#### Exercise aim
Convert everything from the line containing "of the fence" down to the end of the records into a Markdown table with the columns Row and Line, one numbered row per line. Leave out blank lines.

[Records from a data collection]

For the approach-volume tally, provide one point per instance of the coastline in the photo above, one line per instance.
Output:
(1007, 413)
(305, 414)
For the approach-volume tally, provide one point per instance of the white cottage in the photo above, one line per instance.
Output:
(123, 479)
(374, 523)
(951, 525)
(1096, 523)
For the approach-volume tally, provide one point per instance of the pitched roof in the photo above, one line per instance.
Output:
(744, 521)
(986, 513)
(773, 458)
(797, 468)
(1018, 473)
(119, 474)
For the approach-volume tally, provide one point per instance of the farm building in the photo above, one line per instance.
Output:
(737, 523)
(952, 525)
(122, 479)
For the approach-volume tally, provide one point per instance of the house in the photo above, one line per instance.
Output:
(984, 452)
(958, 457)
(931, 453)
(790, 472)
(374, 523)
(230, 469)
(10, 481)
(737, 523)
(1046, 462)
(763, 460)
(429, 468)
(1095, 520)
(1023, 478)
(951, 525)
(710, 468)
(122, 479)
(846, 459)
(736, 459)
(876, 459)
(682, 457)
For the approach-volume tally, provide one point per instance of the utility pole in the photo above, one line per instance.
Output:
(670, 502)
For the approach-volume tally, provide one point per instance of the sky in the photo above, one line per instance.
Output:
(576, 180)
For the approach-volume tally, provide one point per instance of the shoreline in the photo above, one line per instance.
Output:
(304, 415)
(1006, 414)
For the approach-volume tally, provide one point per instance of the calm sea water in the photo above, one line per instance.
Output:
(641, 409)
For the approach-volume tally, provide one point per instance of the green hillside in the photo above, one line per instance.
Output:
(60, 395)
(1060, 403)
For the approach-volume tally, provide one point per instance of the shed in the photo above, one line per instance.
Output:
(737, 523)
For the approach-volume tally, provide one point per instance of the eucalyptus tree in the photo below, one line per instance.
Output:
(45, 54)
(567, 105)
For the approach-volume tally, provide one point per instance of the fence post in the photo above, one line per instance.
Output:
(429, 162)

#### Result of the task
| Row | Line |
|---|---|
| 1 | For the approach-volume tally, provide one point per instance of the fence post in the photo above, one line per instance. |
| 2 | Output: |
| 3 | (429, 162) |